• Texte présenté:
*****

Panhard Lcvassor. — Cette voiture fut conduite à l'état chaud vers le dépôt de benzine et. là, vidée et remplie d'alcool. Sans aucune difficulté le moteur se mit en marche avec le gicleur de stationnement.
Toute tentative pour donner du gaz eut cependant comme résultat que le moteur s'arrêta. Tout d'abord, on augmenta le poids du flotteur moyen par lequel il fut possible de maintenir le moteur en marche et de rouler à la première vitesse sur une certaine distance.

Le joint entre le tuyau d'aspiration et le carter du moteur fut remplacé par un joint en plomb pour mieux conduire la chaleur.

Dans la suite, on plaça une conduite de chaleur pour l'air. Le carburateur n'a pas de soupape ou de bague rotative pour l'air additionnel; il reçoit tout son air directement, mais en deux endroits, c'est-à-dire par un couple de petites ouvertures sous le gicleur et une ouverture principale à mi-hauteur de celui-ci.

Cette dernière ouverture fut reliée par un tuyau à un entonnoir d'aspiration qui fut fixé au tuyau d'échappement.

Par ce moyen, on ne gagne pas encore assez. Après cela, on plaça dans l'ouverture principale une embouchure à orifice conique, grâce à laquelle l'ouverture d'air principal fut notablement diminuée.

On obtint, ainsi, un gain notable, attendu qu'il fut dès lors possible de faire rouler .la voiture à toutes les vitesses. La voiture ne donna pourtant pas encore toute 'satisfaction. En bouchant partiellement les petites ouvertures d'air, à l'aide de liège, la situation fut déjà améliorée de beaucoup.

Toutefois, même avec le moteur chaud, la marche ne fut pas encore suffisante. En fin de compte, le gicleur fut un peu agrandi, de même que les ouvertures d'alimentation vers cet organe. On obtint ainsi effectivement une grande amélioration; la voiture marcha bien. On donna encore un peu d'avance à l'allumage, après quoi on procéda aux essais de consommation.

*****

• À faire:
Écrivez la suite du texte sur l'essai de la voiture Panhard à l'alcool, en partant de sa dernière phrase. La liste qui suit n'a aucun lien avec le texte présenté.

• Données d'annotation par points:
*****

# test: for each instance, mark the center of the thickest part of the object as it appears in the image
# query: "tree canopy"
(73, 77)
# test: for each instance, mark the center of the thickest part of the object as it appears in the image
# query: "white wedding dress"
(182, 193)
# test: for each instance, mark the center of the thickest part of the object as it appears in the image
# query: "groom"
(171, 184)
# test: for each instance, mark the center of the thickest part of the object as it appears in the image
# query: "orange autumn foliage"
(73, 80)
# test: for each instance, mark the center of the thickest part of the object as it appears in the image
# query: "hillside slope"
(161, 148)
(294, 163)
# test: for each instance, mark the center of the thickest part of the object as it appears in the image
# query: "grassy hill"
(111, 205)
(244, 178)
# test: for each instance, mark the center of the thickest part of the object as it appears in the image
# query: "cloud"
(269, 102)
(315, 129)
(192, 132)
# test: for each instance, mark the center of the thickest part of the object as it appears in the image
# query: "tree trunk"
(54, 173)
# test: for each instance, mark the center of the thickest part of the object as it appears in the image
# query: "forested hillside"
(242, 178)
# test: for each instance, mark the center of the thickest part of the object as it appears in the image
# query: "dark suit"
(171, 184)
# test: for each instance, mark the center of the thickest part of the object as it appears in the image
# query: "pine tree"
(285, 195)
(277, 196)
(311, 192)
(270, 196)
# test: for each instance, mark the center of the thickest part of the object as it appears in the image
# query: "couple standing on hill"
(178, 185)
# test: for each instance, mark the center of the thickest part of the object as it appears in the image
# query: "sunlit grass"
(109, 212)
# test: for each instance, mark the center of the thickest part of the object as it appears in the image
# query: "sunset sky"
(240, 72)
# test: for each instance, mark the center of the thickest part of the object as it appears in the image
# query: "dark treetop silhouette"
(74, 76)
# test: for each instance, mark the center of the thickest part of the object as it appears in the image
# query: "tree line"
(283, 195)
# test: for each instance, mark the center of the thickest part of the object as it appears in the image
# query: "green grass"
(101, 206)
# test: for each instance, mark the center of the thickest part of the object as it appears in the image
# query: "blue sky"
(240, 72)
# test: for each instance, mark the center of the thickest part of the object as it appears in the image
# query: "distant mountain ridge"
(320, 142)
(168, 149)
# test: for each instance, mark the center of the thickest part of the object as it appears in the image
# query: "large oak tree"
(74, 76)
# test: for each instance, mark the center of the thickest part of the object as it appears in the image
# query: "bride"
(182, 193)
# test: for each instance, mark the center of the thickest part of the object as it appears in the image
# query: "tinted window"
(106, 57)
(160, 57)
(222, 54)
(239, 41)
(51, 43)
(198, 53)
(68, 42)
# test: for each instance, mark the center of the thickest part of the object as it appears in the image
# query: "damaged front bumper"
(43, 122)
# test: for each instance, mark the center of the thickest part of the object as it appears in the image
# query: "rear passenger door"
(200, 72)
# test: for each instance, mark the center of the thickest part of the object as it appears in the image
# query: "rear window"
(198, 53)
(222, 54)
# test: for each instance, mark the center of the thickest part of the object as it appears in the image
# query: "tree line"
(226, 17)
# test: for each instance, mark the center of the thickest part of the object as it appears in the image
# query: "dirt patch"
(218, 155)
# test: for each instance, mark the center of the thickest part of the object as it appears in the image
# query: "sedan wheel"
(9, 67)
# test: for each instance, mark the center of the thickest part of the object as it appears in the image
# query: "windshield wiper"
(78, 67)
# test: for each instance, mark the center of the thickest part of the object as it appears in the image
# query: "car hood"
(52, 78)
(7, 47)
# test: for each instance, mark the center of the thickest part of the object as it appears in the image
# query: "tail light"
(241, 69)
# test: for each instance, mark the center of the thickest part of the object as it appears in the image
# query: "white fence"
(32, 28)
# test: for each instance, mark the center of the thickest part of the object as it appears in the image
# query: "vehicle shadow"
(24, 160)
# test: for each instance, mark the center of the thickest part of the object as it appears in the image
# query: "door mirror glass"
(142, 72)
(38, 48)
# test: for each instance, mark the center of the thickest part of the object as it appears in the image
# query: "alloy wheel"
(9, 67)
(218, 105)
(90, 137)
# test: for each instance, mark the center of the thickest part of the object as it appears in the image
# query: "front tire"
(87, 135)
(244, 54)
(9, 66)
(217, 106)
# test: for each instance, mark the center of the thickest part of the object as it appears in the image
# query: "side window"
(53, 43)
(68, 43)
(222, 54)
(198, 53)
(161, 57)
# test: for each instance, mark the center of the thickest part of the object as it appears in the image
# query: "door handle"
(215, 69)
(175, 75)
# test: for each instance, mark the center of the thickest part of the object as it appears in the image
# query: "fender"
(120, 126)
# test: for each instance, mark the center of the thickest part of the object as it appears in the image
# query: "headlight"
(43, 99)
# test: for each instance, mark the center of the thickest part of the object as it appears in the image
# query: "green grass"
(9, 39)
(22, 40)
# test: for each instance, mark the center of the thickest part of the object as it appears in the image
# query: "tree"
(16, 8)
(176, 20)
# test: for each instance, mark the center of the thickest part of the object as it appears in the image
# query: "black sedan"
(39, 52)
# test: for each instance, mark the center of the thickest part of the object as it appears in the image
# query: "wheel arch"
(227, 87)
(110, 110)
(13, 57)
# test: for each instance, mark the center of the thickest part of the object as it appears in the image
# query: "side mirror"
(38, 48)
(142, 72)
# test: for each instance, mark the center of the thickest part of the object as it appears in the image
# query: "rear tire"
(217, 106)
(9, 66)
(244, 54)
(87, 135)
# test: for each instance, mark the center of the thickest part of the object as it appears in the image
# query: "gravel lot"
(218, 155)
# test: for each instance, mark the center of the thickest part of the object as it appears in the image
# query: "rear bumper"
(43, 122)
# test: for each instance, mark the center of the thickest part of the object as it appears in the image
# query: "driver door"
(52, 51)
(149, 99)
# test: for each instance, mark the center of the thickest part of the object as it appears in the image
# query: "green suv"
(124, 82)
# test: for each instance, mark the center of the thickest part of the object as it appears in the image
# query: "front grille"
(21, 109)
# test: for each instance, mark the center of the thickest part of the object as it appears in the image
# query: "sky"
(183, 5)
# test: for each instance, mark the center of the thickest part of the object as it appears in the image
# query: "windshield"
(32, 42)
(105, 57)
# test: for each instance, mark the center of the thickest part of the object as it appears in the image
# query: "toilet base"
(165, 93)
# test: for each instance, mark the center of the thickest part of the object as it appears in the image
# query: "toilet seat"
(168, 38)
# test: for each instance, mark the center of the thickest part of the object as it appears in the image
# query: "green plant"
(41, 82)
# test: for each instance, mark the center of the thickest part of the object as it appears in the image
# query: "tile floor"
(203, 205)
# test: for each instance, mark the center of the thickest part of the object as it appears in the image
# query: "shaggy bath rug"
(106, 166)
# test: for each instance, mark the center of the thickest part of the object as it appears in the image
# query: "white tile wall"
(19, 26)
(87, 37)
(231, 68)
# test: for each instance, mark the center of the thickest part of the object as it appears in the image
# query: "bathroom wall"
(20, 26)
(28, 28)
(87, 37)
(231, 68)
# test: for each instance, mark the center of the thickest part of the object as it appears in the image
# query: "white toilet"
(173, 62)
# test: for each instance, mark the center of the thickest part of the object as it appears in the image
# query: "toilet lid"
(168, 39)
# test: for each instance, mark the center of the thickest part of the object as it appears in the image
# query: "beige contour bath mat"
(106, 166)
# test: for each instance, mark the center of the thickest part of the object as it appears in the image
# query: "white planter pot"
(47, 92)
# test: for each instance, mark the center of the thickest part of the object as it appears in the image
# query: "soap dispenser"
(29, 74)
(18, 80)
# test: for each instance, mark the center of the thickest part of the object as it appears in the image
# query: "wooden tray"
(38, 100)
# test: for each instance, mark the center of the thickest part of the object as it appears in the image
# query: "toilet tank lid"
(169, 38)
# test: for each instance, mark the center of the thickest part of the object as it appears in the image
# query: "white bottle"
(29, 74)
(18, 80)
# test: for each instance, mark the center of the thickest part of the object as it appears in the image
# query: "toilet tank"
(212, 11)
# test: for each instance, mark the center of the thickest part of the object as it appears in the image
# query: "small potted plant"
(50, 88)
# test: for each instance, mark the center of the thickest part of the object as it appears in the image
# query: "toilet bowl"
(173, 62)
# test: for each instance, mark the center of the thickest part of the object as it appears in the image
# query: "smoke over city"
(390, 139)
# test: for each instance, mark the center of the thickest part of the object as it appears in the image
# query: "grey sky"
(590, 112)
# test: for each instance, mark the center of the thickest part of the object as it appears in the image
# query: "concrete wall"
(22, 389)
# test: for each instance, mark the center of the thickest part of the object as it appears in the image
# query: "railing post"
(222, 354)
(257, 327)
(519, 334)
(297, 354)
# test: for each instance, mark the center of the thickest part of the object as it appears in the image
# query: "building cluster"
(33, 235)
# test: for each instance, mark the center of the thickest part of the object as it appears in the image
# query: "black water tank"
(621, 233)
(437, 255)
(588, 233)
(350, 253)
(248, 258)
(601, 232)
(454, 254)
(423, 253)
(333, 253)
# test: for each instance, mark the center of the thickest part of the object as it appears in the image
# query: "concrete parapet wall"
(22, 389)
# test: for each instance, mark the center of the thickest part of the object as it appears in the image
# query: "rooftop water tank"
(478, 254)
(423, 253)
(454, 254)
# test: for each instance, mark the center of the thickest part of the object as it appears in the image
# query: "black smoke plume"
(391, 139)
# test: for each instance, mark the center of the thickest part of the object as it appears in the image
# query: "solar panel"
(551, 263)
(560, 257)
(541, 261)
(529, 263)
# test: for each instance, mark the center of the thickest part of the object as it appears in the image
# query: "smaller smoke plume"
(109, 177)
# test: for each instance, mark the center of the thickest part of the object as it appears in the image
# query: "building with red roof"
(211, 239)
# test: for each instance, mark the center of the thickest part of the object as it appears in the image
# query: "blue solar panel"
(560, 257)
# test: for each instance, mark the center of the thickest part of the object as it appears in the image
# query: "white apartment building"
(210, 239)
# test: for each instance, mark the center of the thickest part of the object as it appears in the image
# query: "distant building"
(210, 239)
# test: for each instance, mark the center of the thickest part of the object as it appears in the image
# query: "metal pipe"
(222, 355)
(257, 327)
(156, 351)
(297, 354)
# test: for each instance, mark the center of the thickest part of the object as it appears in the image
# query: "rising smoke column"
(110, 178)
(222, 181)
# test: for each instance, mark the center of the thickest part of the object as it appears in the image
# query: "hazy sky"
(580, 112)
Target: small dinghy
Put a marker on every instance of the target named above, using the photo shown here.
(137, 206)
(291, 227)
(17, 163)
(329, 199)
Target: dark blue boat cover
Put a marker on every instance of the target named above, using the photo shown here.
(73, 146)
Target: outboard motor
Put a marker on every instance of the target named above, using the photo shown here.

*****

• Réponse:
Ce ne fut qu'après un très fort échauffement du moteur qu'il fut possible de donner un peu plus d'air, circonstance à la suite de laquelle le liège précité fut remplacé par une petite bague rotative qui permit la fermeture plus ou moins complète de toutes les petites ouvertures d'air pendant le roulement.

Après un grand nombre d'essais, on, obtint le meilleur résultat :
Vitesse : 48 kilomètres à l'heure.
Consommation : 1 litre d'alcool pour 5 kilom. 1.

Pour la benzine, les relevés furent pris, bien entendu, quand la machine était appropriée à son emploi.
La situation la plus favorable fut ; Vitesse : 51 kilomètres à l'heure.
Consommation : 1 litre de benzine pour 6 kilom. 8

La consommation de combustible pour une voiture aussi petite (70 x 140) est démesurément élevée, ce qui doit être attribué à l'état d'usure, à la faible compression et à des circonstances atmosphériques défavorables (beaucoup de vent de côté et très violent).

C'est pourquoi les vitesses obtenues sont également si petites. La proportion entre la consommation d'alcool et celle de la benzine concorde assez bien avec ce que l'on pouvait attendre c'est-à-dire respectivement 19,9 et 14,7 par 100 kilomètres, soit donc, pour l'alcool un tiers en plus.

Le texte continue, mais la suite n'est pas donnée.